-- start of Dataset content --

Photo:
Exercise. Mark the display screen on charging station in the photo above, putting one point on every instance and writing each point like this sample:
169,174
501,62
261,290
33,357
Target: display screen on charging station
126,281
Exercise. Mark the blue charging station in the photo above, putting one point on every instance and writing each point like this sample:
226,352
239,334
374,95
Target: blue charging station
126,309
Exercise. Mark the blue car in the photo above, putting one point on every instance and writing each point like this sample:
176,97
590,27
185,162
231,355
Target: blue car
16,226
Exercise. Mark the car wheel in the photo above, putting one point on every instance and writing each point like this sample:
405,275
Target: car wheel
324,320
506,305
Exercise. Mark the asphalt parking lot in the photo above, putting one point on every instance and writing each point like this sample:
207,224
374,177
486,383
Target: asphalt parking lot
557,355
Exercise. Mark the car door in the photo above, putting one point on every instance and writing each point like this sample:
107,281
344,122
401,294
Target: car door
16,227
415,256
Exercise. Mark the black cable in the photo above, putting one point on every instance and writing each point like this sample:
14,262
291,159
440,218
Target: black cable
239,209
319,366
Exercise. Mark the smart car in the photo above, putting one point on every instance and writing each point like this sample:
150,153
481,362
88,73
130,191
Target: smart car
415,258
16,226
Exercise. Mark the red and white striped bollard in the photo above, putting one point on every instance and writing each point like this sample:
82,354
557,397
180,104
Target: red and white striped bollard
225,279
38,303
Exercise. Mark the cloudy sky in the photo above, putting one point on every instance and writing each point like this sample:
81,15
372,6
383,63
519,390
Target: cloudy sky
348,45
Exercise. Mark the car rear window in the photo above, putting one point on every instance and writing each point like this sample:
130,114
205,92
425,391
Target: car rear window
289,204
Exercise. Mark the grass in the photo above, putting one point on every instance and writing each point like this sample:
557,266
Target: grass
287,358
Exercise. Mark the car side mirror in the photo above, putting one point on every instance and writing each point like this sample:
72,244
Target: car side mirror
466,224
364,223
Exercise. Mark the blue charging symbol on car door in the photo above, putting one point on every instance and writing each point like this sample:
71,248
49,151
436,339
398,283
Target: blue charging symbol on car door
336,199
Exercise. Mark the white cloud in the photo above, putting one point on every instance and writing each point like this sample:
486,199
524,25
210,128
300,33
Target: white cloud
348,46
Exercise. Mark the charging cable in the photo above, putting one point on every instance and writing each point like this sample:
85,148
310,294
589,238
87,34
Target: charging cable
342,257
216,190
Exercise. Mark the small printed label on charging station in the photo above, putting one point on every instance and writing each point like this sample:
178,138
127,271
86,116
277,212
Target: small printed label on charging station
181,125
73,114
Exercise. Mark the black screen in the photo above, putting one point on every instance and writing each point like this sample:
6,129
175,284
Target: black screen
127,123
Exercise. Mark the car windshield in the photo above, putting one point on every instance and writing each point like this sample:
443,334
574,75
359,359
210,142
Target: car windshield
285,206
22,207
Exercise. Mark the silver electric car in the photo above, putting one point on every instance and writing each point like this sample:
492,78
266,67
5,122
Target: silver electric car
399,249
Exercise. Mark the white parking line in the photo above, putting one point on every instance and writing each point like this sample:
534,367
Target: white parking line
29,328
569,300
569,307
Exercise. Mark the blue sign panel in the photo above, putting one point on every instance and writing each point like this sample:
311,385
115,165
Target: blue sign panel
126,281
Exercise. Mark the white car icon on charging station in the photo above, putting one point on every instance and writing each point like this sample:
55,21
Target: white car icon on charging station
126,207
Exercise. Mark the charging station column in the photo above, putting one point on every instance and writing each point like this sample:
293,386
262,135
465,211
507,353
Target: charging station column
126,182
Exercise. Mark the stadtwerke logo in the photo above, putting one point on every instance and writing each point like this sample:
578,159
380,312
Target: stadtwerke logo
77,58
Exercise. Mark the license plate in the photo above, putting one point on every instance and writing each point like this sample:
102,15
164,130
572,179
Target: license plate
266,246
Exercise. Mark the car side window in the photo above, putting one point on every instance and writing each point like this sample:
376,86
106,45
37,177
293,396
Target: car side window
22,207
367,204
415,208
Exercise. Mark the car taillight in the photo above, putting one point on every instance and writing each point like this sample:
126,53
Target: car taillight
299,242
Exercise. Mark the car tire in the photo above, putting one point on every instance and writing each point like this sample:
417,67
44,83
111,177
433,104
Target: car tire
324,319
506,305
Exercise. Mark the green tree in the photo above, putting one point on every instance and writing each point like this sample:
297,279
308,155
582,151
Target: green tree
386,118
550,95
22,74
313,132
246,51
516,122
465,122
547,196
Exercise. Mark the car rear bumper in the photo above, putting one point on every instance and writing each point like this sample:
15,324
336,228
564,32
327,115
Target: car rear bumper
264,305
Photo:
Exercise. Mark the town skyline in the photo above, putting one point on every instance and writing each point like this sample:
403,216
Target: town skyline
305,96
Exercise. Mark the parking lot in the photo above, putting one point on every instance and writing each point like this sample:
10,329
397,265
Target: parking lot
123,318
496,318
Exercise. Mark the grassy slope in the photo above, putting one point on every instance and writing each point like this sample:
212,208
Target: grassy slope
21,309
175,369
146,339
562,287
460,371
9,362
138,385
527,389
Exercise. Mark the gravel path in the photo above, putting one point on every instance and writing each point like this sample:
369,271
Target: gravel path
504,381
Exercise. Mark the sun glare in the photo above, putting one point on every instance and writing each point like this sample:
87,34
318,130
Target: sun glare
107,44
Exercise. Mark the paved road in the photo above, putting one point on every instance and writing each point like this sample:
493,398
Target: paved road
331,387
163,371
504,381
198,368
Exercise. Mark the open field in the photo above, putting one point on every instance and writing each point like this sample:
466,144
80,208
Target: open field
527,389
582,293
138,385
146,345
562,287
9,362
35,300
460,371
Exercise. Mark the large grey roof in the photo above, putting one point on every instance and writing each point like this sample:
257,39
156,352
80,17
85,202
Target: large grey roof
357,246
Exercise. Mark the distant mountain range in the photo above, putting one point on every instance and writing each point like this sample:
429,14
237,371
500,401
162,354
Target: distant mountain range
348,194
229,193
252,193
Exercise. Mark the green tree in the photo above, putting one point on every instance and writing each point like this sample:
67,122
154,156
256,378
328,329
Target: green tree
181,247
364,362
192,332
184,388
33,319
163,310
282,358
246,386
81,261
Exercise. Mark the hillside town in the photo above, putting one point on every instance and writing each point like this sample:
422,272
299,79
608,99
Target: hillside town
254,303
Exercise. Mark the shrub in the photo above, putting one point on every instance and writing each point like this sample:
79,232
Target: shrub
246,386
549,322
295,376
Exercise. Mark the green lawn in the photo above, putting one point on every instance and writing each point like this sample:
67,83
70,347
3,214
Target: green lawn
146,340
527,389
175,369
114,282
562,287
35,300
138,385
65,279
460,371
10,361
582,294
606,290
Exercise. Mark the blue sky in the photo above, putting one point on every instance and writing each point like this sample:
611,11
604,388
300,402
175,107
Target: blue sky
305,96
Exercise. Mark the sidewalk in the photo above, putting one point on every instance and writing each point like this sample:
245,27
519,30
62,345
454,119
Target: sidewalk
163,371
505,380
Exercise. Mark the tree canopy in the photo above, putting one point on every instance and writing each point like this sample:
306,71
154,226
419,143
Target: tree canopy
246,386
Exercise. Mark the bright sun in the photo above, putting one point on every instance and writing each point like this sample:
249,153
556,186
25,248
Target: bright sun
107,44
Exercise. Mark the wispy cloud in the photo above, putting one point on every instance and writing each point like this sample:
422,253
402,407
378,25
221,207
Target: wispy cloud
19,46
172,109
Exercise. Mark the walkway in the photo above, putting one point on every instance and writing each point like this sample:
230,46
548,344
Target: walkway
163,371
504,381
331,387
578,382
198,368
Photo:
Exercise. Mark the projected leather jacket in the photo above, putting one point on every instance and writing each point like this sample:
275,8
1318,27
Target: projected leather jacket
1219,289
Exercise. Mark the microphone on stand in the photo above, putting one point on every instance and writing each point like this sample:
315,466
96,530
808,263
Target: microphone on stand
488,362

-- end of Dataset content --

▶ **Instruction**: Copy each line exactly, from the line containing "Exercise. Mark the green lawn" down to the last line of the material, and no other lines.

▶ **Answer**:
Exercise. Mark the green lawn in the photo above, putting one point on every instance and writing each point like this sample:
67,83
70,347
3,214
Target: green lawn
146,340
527,389
175,369
114,282
562,287
35,300
138,385
65,279
460,371
10,361
582,294
606,290
Exercise. Mark the blue sky in the photo above, putting one point on every instance and writing each point like this sample:
611,11
604,388
300,402
175,107
Target: blue sky
305,96
Exercise. Mark the sidewalk in the photo above, putting one point on every instance and writing each point like this sample:
245,27
519,30
62,345
454,119
Target: sidewalk
163,371
505,380
Exercise. Mark the tree canopy in the photo above, putting one point on every instance and writing each point like this sample:
306,71
154,226
419,143
Target: tree canopy
246,386
Exercise. Mark the bright sun in the photo above, putting one point on every instance and writing each point like this sample:
249,153
556,186
25,248
Target: bright sun
107,44
Exercise. Mark the wispy cloud in the photo above, putting one point on every instance and writing each point like this sample:
422,253
402,407
378,25
221,207
Target: wispy cloud
19,46
172,109
Exercise. Mark the walkway in the photo above, putting one point on every instance and writing each point like this sample:
230,46
548,344
Target: walkway
163,371
504,381
331,387
578,382
198,368
Photo:
Exercise. Mark the projected leather jacket in the photo above, putting one point on every instance and writing each point like this sample:
275,8
1318,27
Target: projected leather jacket
1219,289
Exercise. Mark the microphone on stand in the photo above, putting one point on every instance and writing each point like this sample:
315,466
96,530
808,263
Target: microphone on stand
488,362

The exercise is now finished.